● **Description of the task**
Within the entries below, find the portion that opens with the line containing "box: [94, 267, 141, 288]" and closes with the line containing "positive clicks: (456, 99) (449, 93)". Retype that portion exactly and only.

● **Task inputs**
- Opening Delimiter -
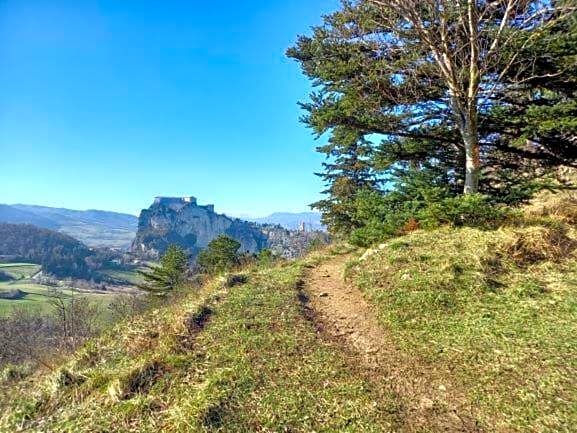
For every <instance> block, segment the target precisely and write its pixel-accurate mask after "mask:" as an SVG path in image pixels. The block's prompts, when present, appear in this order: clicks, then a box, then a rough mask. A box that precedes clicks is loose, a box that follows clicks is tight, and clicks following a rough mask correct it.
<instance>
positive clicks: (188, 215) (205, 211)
mask: <svg viewBox="0 0 577 433" xmlns="http://www.w3.org/2000/svg"><path fill="white" fill-rule="evenodd" d="M221 234H226V235H228V236H230V237H232V238H234V239H236V240H237V241H239V242H240V244H241V249H240V251H242V252H250V253H255V252H258V251H260V250H262V249H263V248H265V247H266V245H267V238H266V235H265V234H264V233H263V232H262V231H261V230H260V228H259V226H258V225H257V224H254V223H249V222H247V221H242V220H239V219H233V218H229V217H227V216H226V215H220V214H217V213H215V212H214V207H213V206H212V205H206V206H199V205H198V204H197V203H196V199H194V198H193V197H184V198H182V199H181V198H164V197H157V198H156V200H155V201H154V203H153V204H152V206H150V208H148V209H144V210H143V211H142V212H141V213H140V218H139V220H138V232H137V233H136V238H135V239H134V242H133V243H132V252H133V253H135V254H137V255H139V256H142V257H149V258H157V257H159V256H160V255H161V254H163V253H164V252H165V251H166V249H167V248H168V246H169V245H170V244H177V245H180V246H181V247H183V248H185V249H186V250H187V252H188V253H189V254H190V256H191V257H195V256H196V255H197V254H198V253H199V252H200V251H201V250H202V249H204V248H206V246H207V245H208V243H209V242H210V241H211V240H213V239H214V238H216V237H218V236H219V235H221Z"/></svg>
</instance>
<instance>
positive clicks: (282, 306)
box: [0, 262, 396, 432]
mask: <svg viewBox="0 0 577 433" xmlns="http://www.w3.org/2000/svg"><path fill="white" fill-rule="evenodd" d="M302 266H303V262H298V263H292V264H290V265H289V266H285V267H279V268H275V269H268V270H261V271H253V272H252V273H251V274H250V275H249V283H248V284H246V285H243V286H238V287H234V288H231V289H227V288H224V286H223V285H222V282H221V281H215V282H213V283H211V284H209V285H208V286H206V287H204V288H203V289H202V290H201V291H200V292H198V293H191V294H190V295H188V296H187V297H186V298H185V299H183V300H181V301H178V302H175V303H173V304H172V305H169V306H167V307H164V308H160V309H158V310H154V311H152V312H150V313H147V314H145V315H144V316H142V317H140V318H136V319H134V320H133V321H131V322H128V323H124V324H122V325H118V326H117V327H116V328H115V329H114V330H112V331H111V332H110V333H108V334H107V335H105V336H103V337H102V338H100V339H97V340H94V341H93V342H91V343H90V344H88V345H87V346H86V347H85V348H84V349H83V350H81V351H80V352H78V353H77V354H76V355H75V356H74V358H73V360H71V361H70V362H69V363H68V364H67V365H65V366H63V367H61V368H60V369H59V370H58V371H56V372H55V373H52V374H49V375H45V376H41V377H40V378H33V379H29V382H24V383H22V384H21V385H20V386H21V388H20V391H18V388H14V387H13V388H12V389H11V396H10V398H9V399H6V400H5V401H4V402H3V403H4V410H3V411H0V417H1V421H0V429H1V428H4V429H6V430H7V431H10V430H13V429H15V427H16V426H18V425H23V426H24V427H25V428H28V429H30V430H34V429H39V428H41V429H43V430H45V431H51V432H64V431H70V432H72V431H74V432H83V431H85V432H88V431H90V432H105V431H117V432H128V431H134V432H158V431H171V432H209V431H223V432H226V431H229V432H250V431H271V432H272V431H287V432H288V431H290V432H313V431H317V432H382V431H390V430H391V429H393V427H394V425H395V422H396V421H395V410H396V406H395V404H394V401H393V400H392V399H391V397H390V396H388V395H383V394H379V393H377V392H376V391H374V390H373V388H372V387H371V384H370V383H369V382H368V381H367V378H366V377H364V376H363V375H362V374H361V373H360V372H359V371H357V370H356V369H355V366H354V364H353V363H349V362H348V361H347V356H345V355H343V353H342V352H341V351H340V350H338V349H337V348H336V347H333V346H331V345H330V344H328V343H325V342H323V341H322V340H320V339H319V338H318V336H317V333H316V329H315V327H314V325H313V324H312V323H311V322H310V321H309V320H307V318H306V316H305V314H304V313H303V310H302V306H301V304H300V301H299V299H298V291H297V289H296V285H297V281H298V280H299V278H300V276H301V273H302V270H303V269H302ZM201 312H204V313H202V314H201ZM207 312H210V313H207ZM207 315H208V316H209V317H208V320H206V322H205V324H204V327H202V326H191V327H190V328H187V326H186V323H187V322H188V323H192V322H194V321H196V323H201V322H203V320H202V318H203V317H204V318H205V316H207ZM0 394H1V393H0ZM0 406H1V405H0Z"/></svg>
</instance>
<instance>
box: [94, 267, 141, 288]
mask: <svg viewBox="0 0 577 433" xmlns="http://www.w3.org/2000/svg"><path fill="white" fill-rule="evenodd" d="M102 273H103V274H105V275H108V276H109V277H111V278H114V279H115V280H116V281H118V282H123V283H128V284H132V285H139V284H143V283H144V277H143V276H142V275H141V274H139V273H138V270H131V271H122V270H118V269H105V270H103V271H102Z"/></svg>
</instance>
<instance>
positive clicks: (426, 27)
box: [366, 0, 577, 193]
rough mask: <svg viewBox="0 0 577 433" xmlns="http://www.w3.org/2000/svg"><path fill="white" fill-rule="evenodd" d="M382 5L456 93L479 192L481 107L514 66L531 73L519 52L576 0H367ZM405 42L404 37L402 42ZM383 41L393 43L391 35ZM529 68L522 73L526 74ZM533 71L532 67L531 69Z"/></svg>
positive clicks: (456, 99) (449, 93)
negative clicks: (391, 38) (424, 53)
mask: <svg viewBox="0 0 577 433" xmlns="http://www.w3.org/2000/svg"><path fill="white" fill-rule="evenodd" d="M366 1H367V4H368V5H370V6H372V7H375V8H376V9H377V11H378V15H377V16H378V17H379V20H380V22H379V25H380V26H382V28H383V29H385V31H384V34H385V35H386V36H385V37H386V38H395V39H396V42H397V45H398V46H403V43H402V41H410V43H411V44H413V43H414V42H415V38H416V39H417V40H418V42H419V44H420V45H421V46H422V47H423V48H424V49H425V50H426V51H427V53H428V56H429V57H430V61H431V64H432V65H434V67H435V69H436V71H435V75H437V76H438V77H441V79H442V81H443V82H444V83H445V85H446V89H447V91H448V93H449V108H450V110H451V112H452V114H453V116H454V119H455V122H456V125H457V127H458V129H459V132H460V135H461V138H462V146H463V148H464V150H465V157H466V178H465V186H464V192H465V193H474V192H477V191H478V185H479V174H480V169H481V158H480V144H479V109H480V106H482V104H483V103H484V102H486V101H488V100H490V98H491V96H492V94H493V92H494V91H495V90H496V89H497V88H498V87H499V84H500V79H501V78H502V77H503V76H504V75H505V74H508V73H509V72H510V71H511V70H513V69H517V70H518V71H524V72H527V70H530V68H532V67H533V65H532V64H531V62H527V61H526V59H524V62H523V63H521V62H520V61H518V59H519V58H518V54H519V52H520V51H521V50H522V49H524V48H525V47H527V46H528V45H529V44H531V43H533V42H534V41H535V40H537V39H538V38H539V36H540V34H541V33H542V32H543V31H544V30H545V29H546V28H547V27H548V26H552V25H554V23H555V22H557V21H558V20H560V19H564V18H566V17H567V16H569V15H570V14H574V13H575V11H576V10H577V7H576V6H575V3H574V2H571V1H566V2H558V1H550V0H536V1H530V0H495V1H487V0H366ZM399 41H401V43H399ZM382 43H383V44H387V43H388V41H387V40H386V39H385V40H383V41H382ZM520 75H521V74H519V76H520ZM523 75H524V76H525V77H526V76H527V74H526V73H525V74H523Z"/></svg>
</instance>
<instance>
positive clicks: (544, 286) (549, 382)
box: [348, 227, 577, 432]
mask: <svg viewBox="0 0 577 433" xmlns="http://www.w3.org/2000/svg"><path fill="white" fill-rule="evenodd" d="M547 230H548V229H547V228H543V227H537V228H536V227H525V228H516V229H514V228H509V229H501V230H497V231H488V232H484V231H480V230H475V229H469V228H463V229H441V230H437V231H434V232H415V233H413V234H411V235H409V236H406V237H403V238H398V239H395V240H393V241H390V242H388V243H387V244H386V246H383V248H382V249H380V250H379V252H378V253H376V254H374V255H372V256H370V257H369V258H368V259H366V260H364V261H358V262H356V263H353V264H350V267H349V270H348V273H349V275H350V276H351V279H352V280H353V281H355V282H356V284H357V285H358V286H359V287H360V288H361V289H362V290H363V291H364V292H365V294H366V296H367V297H368V299H370V300H371V301H372V302H373V303H374V304H375V305H376V307H377V309H378V313H379V319H380V321H381V323H382V324H383V326H384V327H385V328H386V329H390V330H391V332H392V333H393V335H394V338H395V340H396V341H397V344H398V345H399V347H400V348H401V349H402V350H403V351H404V352H405V353H407V354H409V355H410V358H411V359H413V360H415V362H416V363H418V364H419V365H420V368H423V369H425V370H426V369H427V368H433V367H434V368H435V369H436V370H441V371H443V372H444V373H445V374H446V375H447V377H450V379H451V381H452V382H455V383H456V384H457V385H459V386H460V387H461V388H462V389H464V390H465V391H466V392H467V394H468V396H469V398H470V401H471V404H473V405H474V406H476V407H477V409H478V413H479V418H480V422H481V425H482V426H484V427H485V429H486V431H506V432H509V431H522V432H525V431H532V432H569V431H575V430H574V428H575V425H577V400H576V398H577V260H576V257H575V254H574V252H573V253H572V254H568V255H566V256H564V257H561V256H562V255H563V254H560V255H558V257H557V258H558V259H559V260H558V261H557V262H554V261H551V260H550V259H548V258H545V257H542V258H541V259H538V258H537V257H533V256H532V254H533V253H535V252H537V251H544V250H546V249H547V248H548V247H546V245H542V246H539V245H538V243H539V242H537V243H536V244H535V245H534V246H533V247H531V242H529V240H530V239H535V238H536V239H540V240H542V239H541V238H540V237H541V235H542V234H543V233H547ZM574 235H575V233H573V236H574ZM563 241H564V242H570V239H568V238H565V239H563ZM523 242H525V243H526V244H527V248H526V250H523V251H519V248H520V247H519V245H520V244H522V243H523ZM507 246H508V247H507ZM550 247H551V245H549V248H550ZM555 252H557V253H563V251H556V250H554V251H553V253H555ZM512 257H516V259H517V260H515V261H514V260H512ZM523 258H525V259H527V258H530V260H529V263H524V262H523ZM552 258H553V257H552Z"/></svg>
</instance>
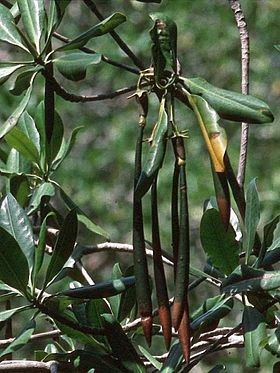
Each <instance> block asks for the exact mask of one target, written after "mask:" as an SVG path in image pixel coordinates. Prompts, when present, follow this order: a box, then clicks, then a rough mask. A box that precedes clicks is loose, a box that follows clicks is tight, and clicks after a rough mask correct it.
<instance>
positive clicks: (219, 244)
mask: <svg viewBox="0 0 280 373" xmlns="http://www.w3.org/2000/svg"><path fill="white" fill-rule="evenodd" d="M200 239H201V243H202V247H203V249H204V251H205V253H206V254H207V255H208V256H209V258H210V259H211V262H212V264H213V265H214V266H215V267H217V268H219V269H220V270H221V271H222V272H223V273H224V274H226V275H228V274H230V273H231V272H232V271H233V270H234V269H235V268H236V267H237V266H238V263H239V255H238V253H239V246H238V242H237V241H236V240H235V232H234V230H233V228H232V227H231V226H229V227H228V230H225V227H224V224H223V223H222V220H221V217H220V214H219V212H218V211H217V210H216V209H209V210H206V211H205V213H204V214H203V216H202V219H201V223H200Z"/></svg>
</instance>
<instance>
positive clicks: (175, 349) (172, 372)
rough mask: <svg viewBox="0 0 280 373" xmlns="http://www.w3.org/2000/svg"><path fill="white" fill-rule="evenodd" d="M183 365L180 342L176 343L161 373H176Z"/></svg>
- Closing Delimiter -
● **Exercise answer**
box: [94, 267, 141, 288]
mask: <svg viewBox="0 0 577 433" xmlns="http://www.w3.org/2000/svg"><path fill="white" fill-rule="evenodd" d="M102 273H103V274H105V275H108V276H109V277H111V278H114V279H115V280H116V281H118V282H123V283H128V284H132V285H139V284H143V283H144V277H143V276H142V275H141V274H139V273H138V270H131V271H122V270H118V269H105V270H103V271H102Z"/></svg>
</instance>
<instance>
positive clicks: (426, 27)
box: [366, 0, 577, 193]
rough mask: <svg viewBox="0 0 577 433" xmlns="http://www.w3.org/2000/svg"><path fill="white" fill-rule="evenodd" d="M382 5L456 93L479 192L481 107L514 66L531 73L519 52L576 0H367ZM405 42L404 37L402 42ZM383 41L393 43L391 35ZM529 68L522 73L526 74ZM533 71L532 67L531 69Z"/></svg>
positive clicks: (456, 99) (449, 93)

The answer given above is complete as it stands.